:: COMPITI DA SVOLGERE ::
1. Stabilisci se le affermazioni (a), (b) e (c) concordano con il brano fornito, rispondendo sì o no e citando le parole decisive del brano. (a) Il figlio dei protagonisti ha 18 mesi. (b) La regista racconta la vicenda in chiave melodrammatica. (c) Le possibilità di guarigione sono del 30%.
2. In base al brano fornito, rispondi alle domande seguenti.
(a) Per quale riconoscimento la Francia ha candidato il film?
(b) Chi ha diretto il film?
(c) Chi fa da rete di sicurezza ai due protagonisti?
3. Prosegui la recensione del film La guerre est déclarée a partire dalla sua ultima frase.

:: BRANO FORNITO ::
-------
La guerre est déclarée, candidato della Francia come miglior Film Straniero agli Oscar 2012, ha scosso la platea del Torino Film Festival con la sua storia d’amore, vita, morte e ancora vita.

La guerra che i due protagonisti Roméo e Juliette dichiarano è quella contro il gravissimo tumore al cervello che ha colpito il figlio Adam, di 18 mesi. Non c’è melodramma nel racconto coinvolgente e commovente della regista Valérie Donzelli, ma la cronaca di una reazione vitale ed energica ad un ostacolo che sembra insormontabile. E anzi quei due nomi dalle reminescenze tragiche sembrano più che altro una dichiarazione programmatica sull’imprescindibilità dell’ironia per affrontare l’amore, fresco, travolgente, vero, che coglie Roméo e Juliette.

Nel loro terribile percorso, nella progressione verso la scoperta, la speranza disattesa, le difficoltà pratiche e psicologiche della malattia, si avvinghiano l’un l’altra e si aggrappano a quel 10% di possibilità di guarigione, con i genitori e gli amici a fare da rete di sicurezza, famiglia allargata e fuori dal comune raccontata senza ombra di intellettualismi.
-------
:: I DATI ::
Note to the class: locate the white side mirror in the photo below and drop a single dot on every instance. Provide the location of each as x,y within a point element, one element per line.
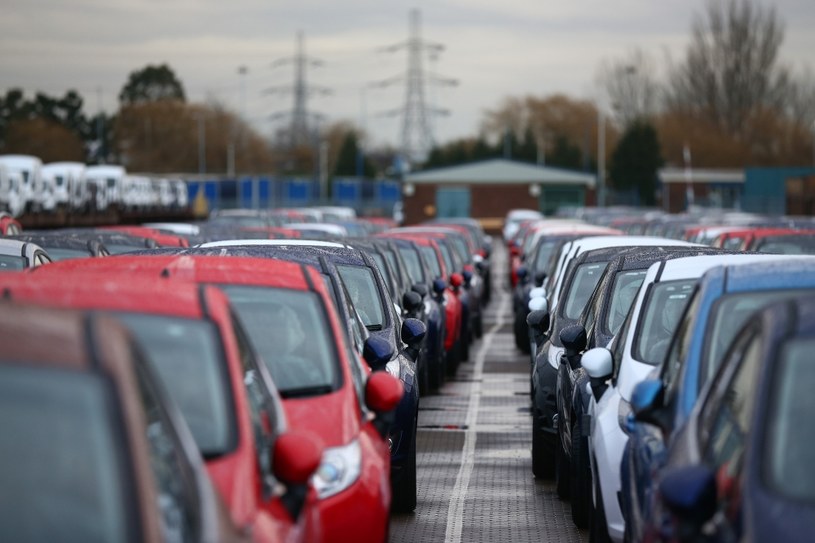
-------
:: RISPOSTE IN ORDINE ::
1.
(a) Sì: «il figlio Adam, di 18 mesi»
(b) No: «Non c’è melodramma nel racconto»
(c) No: «quel 10% di possibilità di guarigione»

2.
(a) Il miglior Film Straniero agli Oscar 2012.
(b) Valérie Donzelli.
(c) I genitori e gli amici.

3.
Il film ci fa vedere quello che raramente viene mostrato nel racconto della malattia: se il diretto interessato è così piccolo e indifeso, il riflesso della malattia non può che sovrastare i genitori. La sfida è non soccombere alla disperazione: “Perché a noi?” – “Perché ce la possiamo fare”, risponde Juliette.

E poi le trafile ospedaliere, l’angoscia e l’ansia che si diffondono di bocca in orecchio tra amici e nonni attraverso il filo del telefono, il bisogno insopprimibile di ridere, di rendersi per un attimo incoscienti. Una corsa contro il tempo, il mondo che si fa sempre più distante rispetto all’universo in guerra di Roméo e Juliette, dove il piccolo Adam è solo in prima linea.

Si mescolano caoticamente stilemi ricorrenti nel cinema francese, come l’improvviso affiorare di una canzone d’amore cantata a due voci, o iridi e stacchi improvvisi che accelerano metafore, luoghi e tempi; su tutto la messinscena abitata dai corpi incredibili di Valérie Donzelli e Jérémie Elkaïm, che danno vita una volta tanto ad una coppia paritaria, assolutamente credibile nella complicità e nel dolore, senza ruoli predefiniti, nella totale condivisione di gioia e sofferenza -sia nel pieno dell’amore, sia quando questo si affievolisce. Resta la vittoria delle vittorie, celebrata sullo sfondo di quel mare che ricorre in tanti finali e con tanti significati diversi, mai come in questo caso simbolo delle possibilità infinite della vita di un bambino e due adulti cui è stato chiesto così tanto, così presto.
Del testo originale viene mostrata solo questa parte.